== WORK TO DO ==
1) Using the passage on Ed Morales's book, explain why Morales wrote it.
2) Turn the paragraph beginning "Morales, the son of Puerto Ricans" in the passage on Ed Morales's book into a short bulleted list that keeps its main facts.
3) Repeat the passage on Ed Morales's book word for word from "Rosselló’s resignation and" to "for his homeland.".

== PASSAGE PROVIDED ==
_ _ _

Rosselló’s resignation and the massive protests surrounding it brought the bright spotlight of international media for a few weeks, before attention inevitably turned away. It was a familiar dynamic to freelance journalist and educator Ed Morales, who, in his new book Fantasy Island: Colonialism, Exploitation, and the Betrayal of Puerto Rico, explains how the island’s colonial status and the ways its economy was set up as a captive market for US corporations led to its modern day debt crisis and the neoliberal austerity measures that have followed.

Morales, the son of Puerto Ricans who moved to New York, has been writing about the island since the 1980s. Today he publishes primarily at The Nation. He recently spoke with Mother Jones about his new book, saying he wrote it, in part, to help mainstream audiences learn what America’s ongoing colonialism means for his homeland.

Why is this book timely now, as we come up on the two-year anniversary of Hurricane Maria?

Too much of the media picture—whether it’s mainstream or even beyond the mainstream—focuses on the last five years or so and the onset of the debt crisis in their analysis of Puerto Rico. A lot of problems we have in interpreting current events suffer from a lack of historical context. One of the early revelations I had was looking at the book by Kim Phillips-Fein about the New York City debt crisis that I lived through as an adolescent, and seeing so many parallels to the criticism of the local government here, for running up the debt that they did, and seeing how what they were trying to do is protect a working class in New York, by giving them educational institutions and parks, which is what the American Dream is supposed to be about, at least in an urban context. Policy came out of this desire to maintain and nourish a working in a middle class, both in the United States and in Puerto Rico, that brought the analysis of the trajectory of both countries histories together.

_ _ _

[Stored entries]
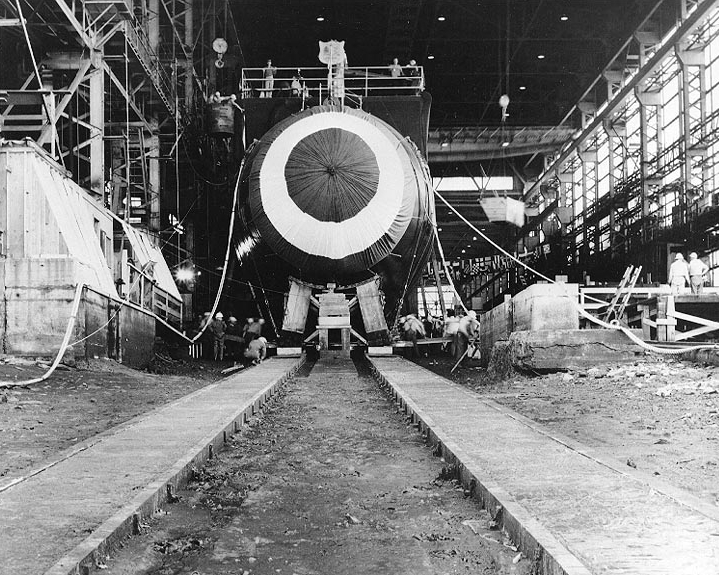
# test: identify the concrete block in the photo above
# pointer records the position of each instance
(289, 351)
(495, 325)
(545, 307)
(552, 350)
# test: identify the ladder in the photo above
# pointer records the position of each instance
(623, 294)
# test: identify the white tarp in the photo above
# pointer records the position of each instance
(148, 256)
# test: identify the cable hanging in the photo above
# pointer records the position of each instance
(614, 325)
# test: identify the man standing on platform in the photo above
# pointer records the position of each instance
(697, 270)
(268, 74)
(678, 274)
(218, 328)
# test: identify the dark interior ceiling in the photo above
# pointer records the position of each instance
(545, 54)
(481, 48)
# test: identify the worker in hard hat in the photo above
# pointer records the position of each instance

_ _ _

== COMPLETE ANSWERS ==
1) Morales wrote the book partly to help mainstream audiences learn what America's ongoing colonialism means for Puerto Rico, his homeland.

2)
- Morales is the son of Puerto Ricans who moved to New York.
- He has written about the island since the 1980s.
- He now publishes mainly at The Nation.
- He recently spoke with Mother Jones about his new book. He said he wrote it partly to help mainstream audiences learn what America's ongoing colonialism means for his homeland.

3)
Rosselló’s resignation and the massive protests surrounding it brought the bright spotlight of international media for a few weeks, before attention inevitably turned away. It was a familiar dynamic to freelance journalist and educator Ed Morales, who, in his new book Fantasy Island: Colonialism, Exploitation, and the Betrayal of Puerto Rico, explains how the island’s colonial status and the ways its economy was set up as a captive market for US corporations led to its modern day debt crisis and the neoliberal austerity measures that have followed.

Morales, the son of Puerto Ricans who moved to New York, has been writing about the island since the 1980s. Today he publishes primarily at The Nation. He recently spoke with Mother Jones about his new book, saying he wrote it, in part, to help mainstream audiences learn what America’s ongoing colonialism means for his homeland.